EXTRACTED MATERIAL Block Start

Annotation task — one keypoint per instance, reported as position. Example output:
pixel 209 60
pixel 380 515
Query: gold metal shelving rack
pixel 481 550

EXTRACTED MATERIAL Block End

◆ WHAT IS NEEDED:
Your response should consist of the data above, duplicated exactly.

◆ OUTPUT OF THE TASK:
Annotation task — one keypoint per instance, reported as position. Example output:
pixel 209 60
pixel 380 515
Query: gold metal shelving rack
pixel 481 550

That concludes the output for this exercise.